● PROVIDED DATA
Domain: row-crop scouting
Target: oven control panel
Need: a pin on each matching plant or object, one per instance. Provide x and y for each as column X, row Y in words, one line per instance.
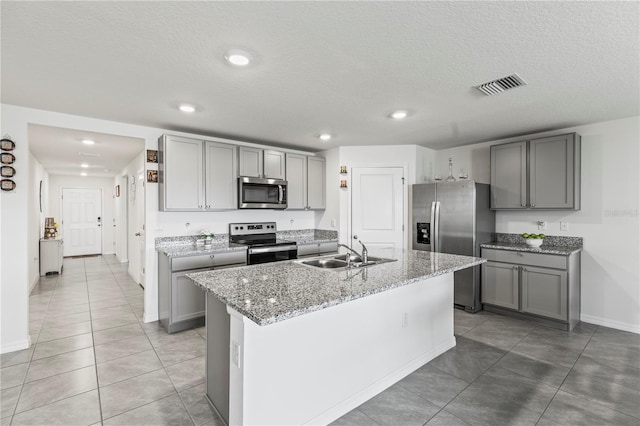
column 252, row 228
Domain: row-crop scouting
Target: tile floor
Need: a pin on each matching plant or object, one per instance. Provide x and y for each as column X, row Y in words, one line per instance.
column 93, row 362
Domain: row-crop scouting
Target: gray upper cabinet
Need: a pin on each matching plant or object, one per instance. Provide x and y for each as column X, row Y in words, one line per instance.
column 196, row 175
column 305, row 182
column 554, row 172
column 274, row 164
column 181, row 177
column 296, row 182
column 316, row 183
column 250, row 161
column 509, row 176
column 536, row 174
column 220, row 176
column 267, row 163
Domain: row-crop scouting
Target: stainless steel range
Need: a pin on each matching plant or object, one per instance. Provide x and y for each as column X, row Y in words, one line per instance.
column 263, row 245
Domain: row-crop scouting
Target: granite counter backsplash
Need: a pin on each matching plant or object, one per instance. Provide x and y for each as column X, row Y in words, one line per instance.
column 552, row 244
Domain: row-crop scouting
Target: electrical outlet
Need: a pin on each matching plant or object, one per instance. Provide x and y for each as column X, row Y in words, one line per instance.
column 235, row 353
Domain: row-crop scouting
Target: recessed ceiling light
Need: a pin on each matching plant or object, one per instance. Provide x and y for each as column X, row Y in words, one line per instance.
column 399, row 114
column 238, row 58
column 187, row 108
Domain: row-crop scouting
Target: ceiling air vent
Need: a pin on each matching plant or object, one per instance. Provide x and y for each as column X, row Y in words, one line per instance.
column 500, row 85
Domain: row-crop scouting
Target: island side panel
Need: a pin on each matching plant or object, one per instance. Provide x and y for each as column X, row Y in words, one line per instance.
column 314, row 368
column 217, row 362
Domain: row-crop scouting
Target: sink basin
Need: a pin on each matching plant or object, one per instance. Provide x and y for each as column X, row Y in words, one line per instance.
column 358, row 259
column 340, row 262
column 325, row 263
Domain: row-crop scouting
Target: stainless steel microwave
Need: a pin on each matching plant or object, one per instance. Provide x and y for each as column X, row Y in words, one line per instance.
column 261, row 193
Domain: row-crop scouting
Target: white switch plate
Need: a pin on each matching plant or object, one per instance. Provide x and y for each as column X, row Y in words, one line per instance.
column 235, row 353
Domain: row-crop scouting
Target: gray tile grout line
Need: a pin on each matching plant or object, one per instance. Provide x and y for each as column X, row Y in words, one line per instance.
column 581, row 396
column 480, row 375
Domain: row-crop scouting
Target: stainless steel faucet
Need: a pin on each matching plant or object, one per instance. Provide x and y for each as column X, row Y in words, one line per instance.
column 365, row 253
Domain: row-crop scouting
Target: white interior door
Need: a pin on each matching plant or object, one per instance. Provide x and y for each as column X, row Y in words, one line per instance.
column 140, row 202
column 377, row 208
column 82, row 221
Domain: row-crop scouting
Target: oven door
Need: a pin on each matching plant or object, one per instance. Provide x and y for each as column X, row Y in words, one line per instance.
column 255, row 193
column 271, row 254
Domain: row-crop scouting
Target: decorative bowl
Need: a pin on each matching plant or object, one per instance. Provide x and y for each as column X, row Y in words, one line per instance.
column 534, row 242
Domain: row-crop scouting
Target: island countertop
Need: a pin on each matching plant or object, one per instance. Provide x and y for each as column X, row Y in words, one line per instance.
column 273, row 292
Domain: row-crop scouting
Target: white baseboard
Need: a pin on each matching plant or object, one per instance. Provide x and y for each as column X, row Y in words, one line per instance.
column 366, row 394
column 618, row 325
column 16, row 346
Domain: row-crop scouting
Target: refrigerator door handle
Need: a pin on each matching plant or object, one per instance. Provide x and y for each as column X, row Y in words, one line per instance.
column 437, row 227
column 433, row 226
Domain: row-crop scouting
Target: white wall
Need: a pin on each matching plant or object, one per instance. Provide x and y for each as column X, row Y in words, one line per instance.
column 608, row 221
column 59, row 182
column 36, row 218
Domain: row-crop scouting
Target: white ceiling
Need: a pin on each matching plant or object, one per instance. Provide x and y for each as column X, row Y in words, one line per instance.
column 339, row 67
column 61, row 151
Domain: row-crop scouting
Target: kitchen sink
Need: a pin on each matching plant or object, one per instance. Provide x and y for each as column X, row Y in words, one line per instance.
column 358, row 259
column 325, row 263
column 340, row 262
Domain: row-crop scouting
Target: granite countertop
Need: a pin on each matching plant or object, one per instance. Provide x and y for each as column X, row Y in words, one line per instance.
column 190, row 249
column 543, row 249
column 274, row 292
column 309, row 236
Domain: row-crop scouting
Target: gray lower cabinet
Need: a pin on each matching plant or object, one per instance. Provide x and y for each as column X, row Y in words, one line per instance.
column 543, row 287
column 181, row 303
column 316, row 249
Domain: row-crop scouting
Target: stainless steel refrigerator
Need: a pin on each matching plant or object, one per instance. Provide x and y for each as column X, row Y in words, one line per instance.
column 454, row 217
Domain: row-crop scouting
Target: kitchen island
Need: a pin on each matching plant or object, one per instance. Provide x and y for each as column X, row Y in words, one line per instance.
column 288, row 343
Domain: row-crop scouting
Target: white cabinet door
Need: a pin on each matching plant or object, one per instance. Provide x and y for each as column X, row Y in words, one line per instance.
column 250, row 161
column 316, row 186
column 182, row 177
column 221, row 182
column 274, row 164
column 296, row 181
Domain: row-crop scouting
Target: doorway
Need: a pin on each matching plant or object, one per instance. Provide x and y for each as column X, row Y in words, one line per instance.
column 378, row 207
column 82, row 221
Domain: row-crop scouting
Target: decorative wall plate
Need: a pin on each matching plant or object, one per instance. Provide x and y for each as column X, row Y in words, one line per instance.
column 7, row 171
column 7, row 158
column 7, row 184
column 7, row 144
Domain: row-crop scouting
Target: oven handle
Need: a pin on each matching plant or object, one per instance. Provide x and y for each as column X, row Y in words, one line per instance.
column 272, row 249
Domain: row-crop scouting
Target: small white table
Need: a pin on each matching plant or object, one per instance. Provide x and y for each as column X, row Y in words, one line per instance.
column 51, row 251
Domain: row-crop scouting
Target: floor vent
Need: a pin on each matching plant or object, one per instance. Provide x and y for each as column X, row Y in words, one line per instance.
column 500, row 85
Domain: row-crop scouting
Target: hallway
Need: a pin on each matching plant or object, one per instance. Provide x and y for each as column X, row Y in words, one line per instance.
column 92, row 359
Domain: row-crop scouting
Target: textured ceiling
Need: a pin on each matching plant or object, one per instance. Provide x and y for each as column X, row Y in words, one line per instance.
column 339, row 67
column 61, row 151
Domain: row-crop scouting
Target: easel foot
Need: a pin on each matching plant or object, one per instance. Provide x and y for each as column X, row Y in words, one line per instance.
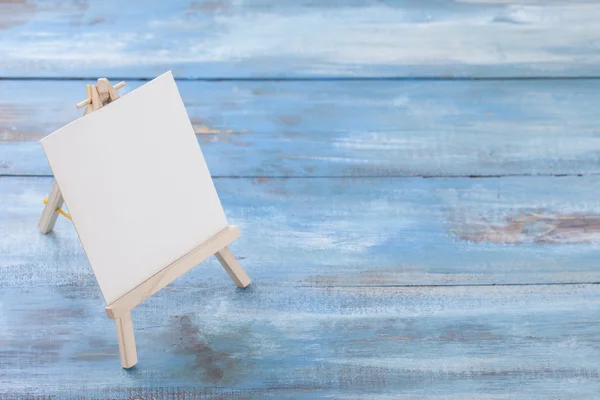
column 126, row 340
column 233, row 267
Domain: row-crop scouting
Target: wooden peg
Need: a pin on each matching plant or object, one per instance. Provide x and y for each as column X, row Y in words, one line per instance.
column 88, row 93
column 88, row 100
column 96, row 103
column 107, row 92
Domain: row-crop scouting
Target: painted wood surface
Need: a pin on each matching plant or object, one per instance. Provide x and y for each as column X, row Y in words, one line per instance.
column 368, row 282
column 354, row 232
column 265, row 38
column 206, row 341
column 327, row 128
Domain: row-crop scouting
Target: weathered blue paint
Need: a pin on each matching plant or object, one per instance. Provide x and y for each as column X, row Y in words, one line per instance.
column 266, row 38
column 367, row 284
column 355, row 232
column 217, row 341
column 349, row 128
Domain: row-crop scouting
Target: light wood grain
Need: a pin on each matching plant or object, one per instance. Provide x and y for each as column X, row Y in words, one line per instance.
column 171, row 272
column 233, row 267
column 50, row 213
column 126, row 339
column 267, row 38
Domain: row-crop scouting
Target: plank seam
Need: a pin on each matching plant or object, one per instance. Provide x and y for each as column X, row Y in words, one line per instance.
column 306, row 78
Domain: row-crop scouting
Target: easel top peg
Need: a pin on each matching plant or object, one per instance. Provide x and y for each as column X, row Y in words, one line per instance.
column 105, row 92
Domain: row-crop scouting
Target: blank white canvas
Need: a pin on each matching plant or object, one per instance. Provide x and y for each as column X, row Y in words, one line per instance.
column 136, row 185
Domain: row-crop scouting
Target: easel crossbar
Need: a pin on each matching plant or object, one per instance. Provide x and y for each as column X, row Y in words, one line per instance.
column 156, row 282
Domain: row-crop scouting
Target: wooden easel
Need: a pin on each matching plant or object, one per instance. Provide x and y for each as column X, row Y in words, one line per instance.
column 120, row 310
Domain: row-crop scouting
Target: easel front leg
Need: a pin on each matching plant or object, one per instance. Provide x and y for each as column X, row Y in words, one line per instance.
column 49, row 215
column 233, row 267
column 126, row 340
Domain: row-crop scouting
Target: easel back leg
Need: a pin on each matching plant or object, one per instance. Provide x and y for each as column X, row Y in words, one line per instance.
column 49, row 215
column 233, row 267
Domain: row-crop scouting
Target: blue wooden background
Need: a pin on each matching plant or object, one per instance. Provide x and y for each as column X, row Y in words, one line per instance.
column 416, row 183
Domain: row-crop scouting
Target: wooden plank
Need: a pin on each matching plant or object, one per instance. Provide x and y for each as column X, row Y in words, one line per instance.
column 305, row 343
column 164, row 277
column 349, row 128
column 354, row 232
column 206, row 38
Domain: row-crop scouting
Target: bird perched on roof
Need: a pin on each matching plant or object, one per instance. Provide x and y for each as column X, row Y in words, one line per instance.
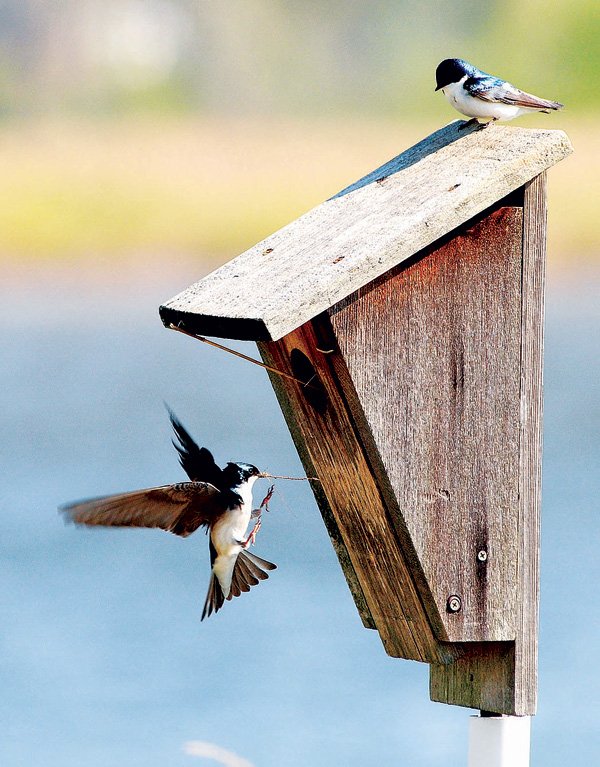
column 219, row 500
column 483, row 97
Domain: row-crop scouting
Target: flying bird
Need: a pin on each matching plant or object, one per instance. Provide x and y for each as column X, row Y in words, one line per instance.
column 483, row 97
column 220, row 500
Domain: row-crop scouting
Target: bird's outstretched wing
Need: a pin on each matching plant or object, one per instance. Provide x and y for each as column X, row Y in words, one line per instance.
column 248, row 571
column 499, row 92
column 197, row 462
column 179, row 509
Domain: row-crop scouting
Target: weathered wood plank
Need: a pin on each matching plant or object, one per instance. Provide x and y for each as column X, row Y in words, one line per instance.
column 456, row 683
column 433, row 352
column 329, row 440
column 483, row 678
column 530, row 470
column 345, row 243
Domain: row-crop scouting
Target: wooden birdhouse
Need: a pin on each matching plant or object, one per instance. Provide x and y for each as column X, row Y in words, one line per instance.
column 407, row 312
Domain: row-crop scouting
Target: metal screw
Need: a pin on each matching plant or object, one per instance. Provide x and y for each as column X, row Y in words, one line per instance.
column 454, row 603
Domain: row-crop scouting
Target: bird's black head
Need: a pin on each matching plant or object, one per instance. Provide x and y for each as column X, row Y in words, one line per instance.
column 235, row 474
column 452, row 71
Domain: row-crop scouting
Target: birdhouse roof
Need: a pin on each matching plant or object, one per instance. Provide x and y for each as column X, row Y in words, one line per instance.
column 368, row 228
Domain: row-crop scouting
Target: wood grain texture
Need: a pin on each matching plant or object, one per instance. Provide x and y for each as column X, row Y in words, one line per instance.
column 464, row 682
column 350, row 240
column 530, row 474
column 433, row 352
column 354, row 509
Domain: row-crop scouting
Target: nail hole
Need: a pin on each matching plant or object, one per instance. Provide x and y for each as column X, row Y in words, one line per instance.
column 313, row 389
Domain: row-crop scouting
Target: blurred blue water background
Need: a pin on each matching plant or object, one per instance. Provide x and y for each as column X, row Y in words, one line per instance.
column 103, row 658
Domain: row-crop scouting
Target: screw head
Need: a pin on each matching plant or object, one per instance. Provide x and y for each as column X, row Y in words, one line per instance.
column 454, row 603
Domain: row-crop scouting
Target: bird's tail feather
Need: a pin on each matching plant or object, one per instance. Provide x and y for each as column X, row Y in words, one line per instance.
column 248, row 571
column 258, row 561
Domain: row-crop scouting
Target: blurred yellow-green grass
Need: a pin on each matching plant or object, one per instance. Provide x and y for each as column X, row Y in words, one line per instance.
column 209, row 188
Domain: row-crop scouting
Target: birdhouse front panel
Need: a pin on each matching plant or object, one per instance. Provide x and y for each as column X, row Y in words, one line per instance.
column 433, row 352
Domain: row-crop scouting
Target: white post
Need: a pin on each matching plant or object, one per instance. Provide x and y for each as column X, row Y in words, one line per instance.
column 499, row 741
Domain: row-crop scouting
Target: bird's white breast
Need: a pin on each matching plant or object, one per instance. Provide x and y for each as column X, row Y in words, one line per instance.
column 471, row 106
column 227, row 533
column 231, row 527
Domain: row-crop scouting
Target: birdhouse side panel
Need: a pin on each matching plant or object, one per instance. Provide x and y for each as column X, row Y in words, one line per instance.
column 329, row 445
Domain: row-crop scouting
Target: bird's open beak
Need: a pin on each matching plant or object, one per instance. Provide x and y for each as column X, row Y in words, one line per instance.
column 266, row 475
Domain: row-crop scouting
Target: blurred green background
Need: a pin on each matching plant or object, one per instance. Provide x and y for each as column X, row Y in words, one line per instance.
column 154, row 129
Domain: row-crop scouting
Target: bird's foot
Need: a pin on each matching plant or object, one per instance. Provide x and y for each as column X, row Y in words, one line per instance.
column 474, row 121
column 264, row 504
column 251, row 539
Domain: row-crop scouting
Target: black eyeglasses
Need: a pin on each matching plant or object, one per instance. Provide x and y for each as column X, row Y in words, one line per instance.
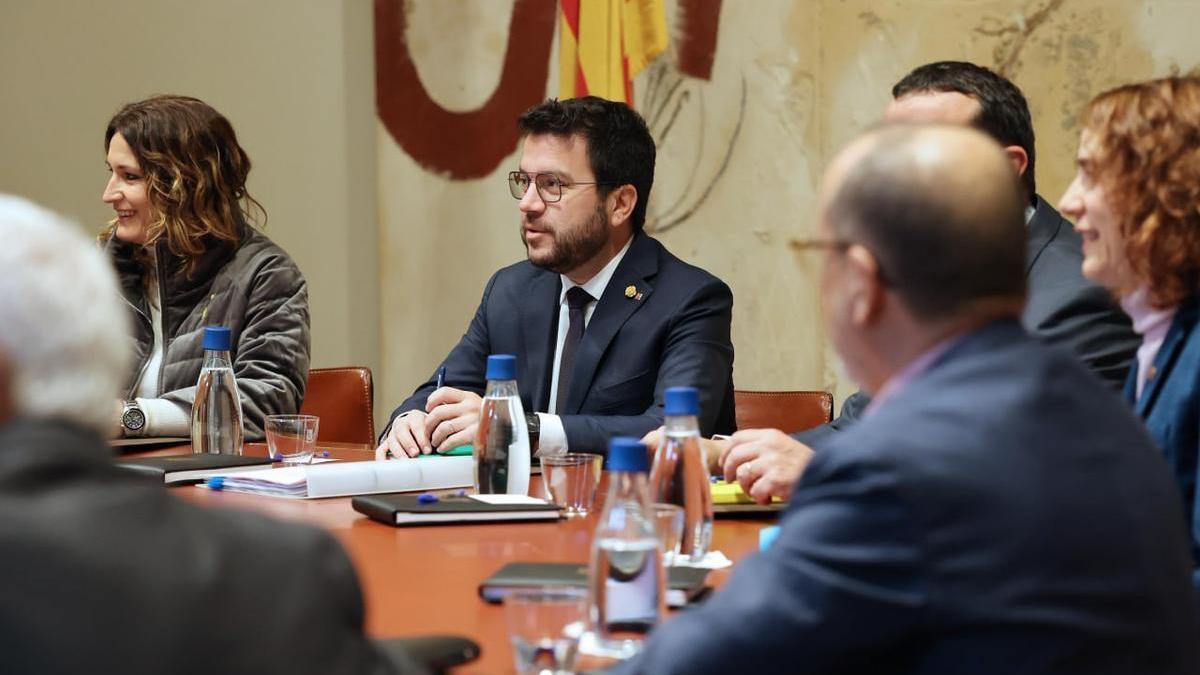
column 816, row 244
column 840, row 245
column 550, row 186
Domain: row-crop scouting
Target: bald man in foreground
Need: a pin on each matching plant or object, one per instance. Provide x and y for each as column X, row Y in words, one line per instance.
column 997, row 509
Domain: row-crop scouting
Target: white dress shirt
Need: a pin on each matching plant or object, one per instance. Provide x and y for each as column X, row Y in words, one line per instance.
column 552, row 438
column 163, row 418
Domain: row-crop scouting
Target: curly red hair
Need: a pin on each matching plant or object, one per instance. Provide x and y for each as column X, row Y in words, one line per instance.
column 1147, row 139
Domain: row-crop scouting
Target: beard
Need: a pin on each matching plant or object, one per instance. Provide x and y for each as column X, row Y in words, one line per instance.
column 573, row 245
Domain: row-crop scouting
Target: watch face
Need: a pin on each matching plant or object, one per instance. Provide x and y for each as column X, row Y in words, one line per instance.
column 133, row 419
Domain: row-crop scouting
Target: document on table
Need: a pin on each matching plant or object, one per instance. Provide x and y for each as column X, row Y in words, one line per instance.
column 346, row 478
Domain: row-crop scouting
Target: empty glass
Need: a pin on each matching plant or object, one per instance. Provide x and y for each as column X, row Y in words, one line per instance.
column 292, row 438
column 544, row 627
column 669, row 523
column 571, row 481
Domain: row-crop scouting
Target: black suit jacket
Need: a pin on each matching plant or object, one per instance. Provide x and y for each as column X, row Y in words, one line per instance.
column 1170, row 406
column 103, row 572
column 1063, row 309
column 673, row 332
column 1005, row 513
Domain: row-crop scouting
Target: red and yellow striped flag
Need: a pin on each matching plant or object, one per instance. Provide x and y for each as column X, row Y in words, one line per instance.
column 605, row 43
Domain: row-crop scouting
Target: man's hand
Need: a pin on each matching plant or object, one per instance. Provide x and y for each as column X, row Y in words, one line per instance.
column 453, row 419
column 406, row 437
column 712, row 449
column 766, row 461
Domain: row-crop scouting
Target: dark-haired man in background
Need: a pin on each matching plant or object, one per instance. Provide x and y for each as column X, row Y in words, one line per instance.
column 996, row 511
column 600, row 316
column 1063, row 308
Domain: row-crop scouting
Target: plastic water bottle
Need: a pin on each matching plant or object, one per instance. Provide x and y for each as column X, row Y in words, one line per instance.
column 627, row 581
column 502, row 442
column 216, row 411
column 681, row 473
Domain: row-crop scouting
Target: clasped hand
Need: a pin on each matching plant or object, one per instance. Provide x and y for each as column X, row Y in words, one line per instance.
column 450, row 419
column 766, row 463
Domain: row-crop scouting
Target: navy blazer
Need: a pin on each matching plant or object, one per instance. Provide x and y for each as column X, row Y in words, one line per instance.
column 1003, row 513
column 1170, row 406
column 673, row 332
column 1063, row 308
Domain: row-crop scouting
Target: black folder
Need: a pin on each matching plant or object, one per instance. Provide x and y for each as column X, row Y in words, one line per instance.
column 684, row 584
column 180, row 470
column 406, row 508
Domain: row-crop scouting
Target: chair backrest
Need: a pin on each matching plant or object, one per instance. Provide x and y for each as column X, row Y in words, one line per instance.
column 787, row 411
column 343, row 399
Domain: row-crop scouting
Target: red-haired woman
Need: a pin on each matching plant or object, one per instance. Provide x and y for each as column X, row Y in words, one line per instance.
column 187, row 257
column 1135, row 201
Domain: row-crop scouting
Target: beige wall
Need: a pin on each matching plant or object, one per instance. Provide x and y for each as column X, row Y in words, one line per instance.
column 815, row 72
column 295, row 78
column 390, row 249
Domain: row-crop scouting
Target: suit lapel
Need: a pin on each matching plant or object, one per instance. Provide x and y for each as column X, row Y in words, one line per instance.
column 1042, row 228
column 612, row 311
column 1177, row 335
column 539, row 310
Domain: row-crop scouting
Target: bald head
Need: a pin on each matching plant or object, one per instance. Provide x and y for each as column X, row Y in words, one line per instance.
column 941, row 210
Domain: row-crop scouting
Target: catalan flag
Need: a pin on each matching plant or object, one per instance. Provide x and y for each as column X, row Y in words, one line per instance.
column 605, row 43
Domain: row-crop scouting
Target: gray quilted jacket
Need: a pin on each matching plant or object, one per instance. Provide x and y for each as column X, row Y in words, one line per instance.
column 252, row 288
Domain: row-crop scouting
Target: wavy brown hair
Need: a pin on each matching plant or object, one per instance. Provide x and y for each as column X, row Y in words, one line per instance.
column 195, row 171
column 1147, row 139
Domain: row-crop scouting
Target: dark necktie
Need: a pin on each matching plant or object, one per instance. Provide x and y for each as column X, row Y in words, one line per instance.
column 576, row 304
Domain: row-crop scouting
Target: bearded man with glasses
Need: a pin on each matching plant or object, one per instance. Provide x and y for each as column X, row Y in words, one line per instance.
column 601, row 317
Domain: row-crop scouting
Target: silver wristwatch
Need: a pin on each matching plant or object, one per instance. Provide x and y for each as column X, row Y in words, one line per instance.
column 133, row 420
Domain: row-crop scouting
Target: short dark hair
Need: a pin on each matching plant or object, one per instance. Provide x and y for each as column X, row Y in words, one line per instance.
column 1003, row 112
column 939, row 250
column 621, row 148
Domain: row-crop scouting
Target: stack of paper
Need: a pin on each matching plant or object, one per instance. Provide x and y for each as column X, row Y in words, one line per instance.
column 343, row 478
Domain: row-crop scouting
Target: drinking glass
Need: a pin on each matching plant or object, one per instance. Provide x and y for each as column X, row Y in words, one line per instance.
column 571, row 481
column 669, row 523
column 292, row 438
column 544, row 628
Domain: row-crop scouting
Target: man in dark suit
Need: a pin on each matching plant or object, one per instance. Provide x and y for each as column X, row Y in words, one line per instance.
column 107, row 573
column 600, row 316
column 997, row 509
column 1063, row 308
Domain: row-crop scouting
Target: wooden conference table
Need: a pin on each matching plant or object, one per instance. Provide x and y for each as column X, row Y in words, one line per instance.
column 423, row 580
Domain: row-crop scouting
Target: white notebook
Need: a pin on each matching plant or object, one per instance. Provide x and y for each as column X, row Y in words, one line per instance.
column 346, row 478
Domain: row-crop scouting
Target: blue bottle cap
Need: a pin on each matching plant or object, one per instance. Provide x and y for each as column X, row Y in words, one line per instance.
column 767, row 537
column 502, row 366
column 681, row 400
column 628, row 454
column 217, row 338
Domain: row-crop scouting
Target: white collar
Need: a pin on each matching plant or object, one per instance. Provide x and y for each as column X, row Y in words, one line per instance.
column 597, row 285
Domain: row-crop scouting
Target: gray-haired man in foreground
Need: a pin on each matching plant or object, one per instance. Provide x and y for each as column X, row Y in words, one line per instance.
column 997, row 509
column 102, row 573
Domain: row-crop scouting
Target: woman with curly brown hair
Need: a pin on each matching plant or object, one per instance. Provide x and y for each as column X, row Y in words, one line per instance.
column 1135, row 201
column 187, row 257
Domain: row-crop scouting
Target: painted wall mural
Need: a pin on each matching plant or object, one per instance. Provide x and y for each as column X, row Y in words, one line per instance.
column 748, row 103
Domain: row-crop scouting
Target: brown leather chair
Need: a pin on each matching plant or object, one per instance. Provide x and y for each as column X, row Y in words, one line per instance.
column 343, row 399
column 787, row 411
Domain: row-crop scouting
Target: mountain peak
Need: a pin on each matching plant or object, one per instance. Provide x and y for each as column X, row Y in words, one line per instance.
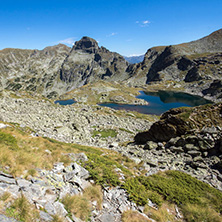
column 87, row 44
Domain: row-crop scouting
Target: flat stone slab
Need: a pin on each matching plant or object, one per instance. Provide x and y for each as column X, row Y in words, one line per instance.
column 8, row 180
column 3, row 218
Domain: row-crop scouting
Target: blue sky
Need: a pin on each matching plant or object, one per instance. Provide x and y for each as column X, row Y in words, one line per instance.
column 128, row 27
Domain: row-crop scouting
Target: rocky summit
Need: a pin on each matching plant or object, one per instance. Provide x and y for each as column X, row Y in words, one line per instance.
column 56, row 70
column 85, row 162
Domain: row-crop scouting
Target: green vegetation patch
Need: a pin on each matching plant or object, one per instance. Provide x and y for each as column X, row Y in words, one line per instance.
column 125, row 130
column 174, row 186
column 105, row 133
column 8, row 140
column 102, row 169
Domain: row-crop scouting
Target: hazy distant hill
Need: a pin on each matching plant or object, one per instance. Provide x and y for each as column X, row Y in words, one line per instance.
column 58, row 69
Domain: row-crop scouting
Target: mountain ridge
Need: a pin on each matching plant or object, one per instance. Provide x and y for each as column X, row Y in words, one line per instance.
column 57, row 69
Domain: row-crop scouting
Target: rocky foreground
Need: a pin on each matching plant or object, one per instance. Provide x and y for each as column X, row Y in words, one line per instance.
column 188, row 140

● WORK TO COMPLETE
Pick out every line in the entries above that contains the word "handle", and copy each of those lines. Case counts.

● THE RESPONSE
Target: refrigerator door handle
Target: oven handle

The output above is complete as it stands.